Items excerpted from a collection
☆ ☆ ☆ ☆ ☆
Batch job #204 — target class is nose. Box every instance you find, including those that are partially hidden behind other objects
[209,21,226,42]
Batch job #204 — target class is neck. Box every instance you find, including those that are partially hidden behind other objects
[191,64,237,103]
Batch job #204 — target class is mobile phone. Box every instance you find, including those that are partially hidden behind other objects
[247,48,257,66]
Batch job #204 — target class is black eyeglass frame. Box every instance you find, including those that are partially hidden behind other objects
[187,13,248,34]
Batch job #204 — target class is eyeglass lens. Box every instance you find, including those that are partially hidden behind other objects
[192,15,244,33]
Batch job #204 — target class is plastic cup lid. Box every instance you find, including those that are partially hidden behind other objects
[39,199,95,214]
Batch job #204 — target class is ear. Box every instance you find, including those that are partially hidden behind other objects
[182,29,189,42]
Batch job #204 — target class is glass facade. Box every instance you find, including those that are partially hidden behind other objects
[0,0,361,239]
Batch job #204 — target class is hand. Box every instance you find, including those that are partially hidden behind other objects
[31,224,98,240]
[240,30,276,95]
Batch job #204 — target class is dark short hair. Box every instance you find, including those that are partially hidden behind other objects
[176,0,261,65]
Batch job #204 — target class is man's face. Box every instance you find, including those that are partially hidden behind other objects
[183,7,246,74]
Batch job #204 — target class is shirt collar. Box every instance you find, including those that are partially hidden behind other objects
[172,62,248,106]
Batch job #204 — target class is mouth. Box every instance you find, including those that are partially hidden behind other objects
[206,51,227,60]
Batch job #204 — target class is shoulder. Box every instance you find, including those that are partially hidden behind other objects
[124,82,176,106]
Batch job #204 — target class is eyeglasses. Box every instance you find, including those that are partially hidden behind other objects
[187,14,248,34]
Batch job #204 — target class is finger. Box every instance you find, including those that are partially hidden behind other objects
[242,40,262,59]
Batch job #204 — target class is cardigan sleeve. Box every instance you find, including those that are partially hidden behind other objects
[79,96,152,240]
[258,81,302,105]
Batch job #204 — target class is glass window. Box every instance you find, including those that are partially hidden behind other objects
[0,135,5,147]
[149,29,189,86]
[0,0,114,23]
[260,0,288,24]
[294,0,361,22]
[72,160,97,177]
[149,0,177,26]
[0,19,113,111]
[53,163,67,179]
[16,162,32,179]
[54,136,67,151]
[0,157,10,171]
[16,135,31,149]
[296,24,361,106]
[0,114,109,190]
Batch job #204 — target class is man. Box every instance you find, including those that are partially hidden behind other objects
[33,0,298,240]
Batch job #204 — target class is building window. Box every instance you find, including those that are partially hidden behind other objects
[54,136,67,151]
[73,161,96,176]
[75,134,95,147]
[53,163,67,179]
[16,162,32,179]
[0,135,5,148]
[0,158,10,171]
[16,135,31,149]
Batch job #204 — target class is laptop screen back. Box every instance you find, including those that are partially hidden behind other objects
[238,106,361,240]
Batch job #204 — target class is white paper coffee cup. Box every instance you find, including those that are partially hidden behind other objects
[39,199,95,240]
☆ ☆ ☆ ☆ ☆
* _Task statement_: Recast the items as a two-column CSV, starting at the item containing "Batch job #204 — target class is finger." and ending at the last item, with one row per item. Put each item's text under "instruction" and its answer under "boxes", each in a single quoted field with line breaks turned into spaces.

* _Solution_:
instruction,boxes
"Batch job #204 — target class is finger. Box every instance you find, including those that are partially hidden behind other objects","[242,40,262,59]"
"Batch job #204 — target class is cardigan sleeve. Box every instance you find, including those that are partially hidden behind other objects","[79,96,152,240] [258,81,302,105]"
"Batch job #204 — target class is glass window. Box every instance you find, including those that are partially hidden behind other objects","[0,135,5,147] [149,29,189,86] [0,0,114,23] [260,0,288,24] [294,0,361,22] [72,160,97,177] [149,0,177,26] [0,19,113,111] [53,163,67,179] [16,162,32,179] [54,136,67,151] [0,157,10,171] [16,135,31,149] [296,24,361,106] [0,114,109,190]"
"Batch job #204 — target class is man. Box every instance you find, including those that are partially hidden behind other objects","[33,0,298,240]"
"Batch job #204 — target class is building window. Box every instance you find, including those that are partially hidden behind other objects","[54,136,67,151] [73,161,96,176] [75,134,95,147] [53,163,67,179] [16,162,32,179] [0,135,5,148] [0,158,10,171] [16,135,31,149]"
"Batch job #204 — target class is laptop screen back. Box every instance you find, including those that are partially hidden behind other objects","[238,106,361,240]"
"Batch job #204 — target class is white paper coffee cup. Box every instance you find, including those that are partially hidden behind other objects","[39,199,95,240]"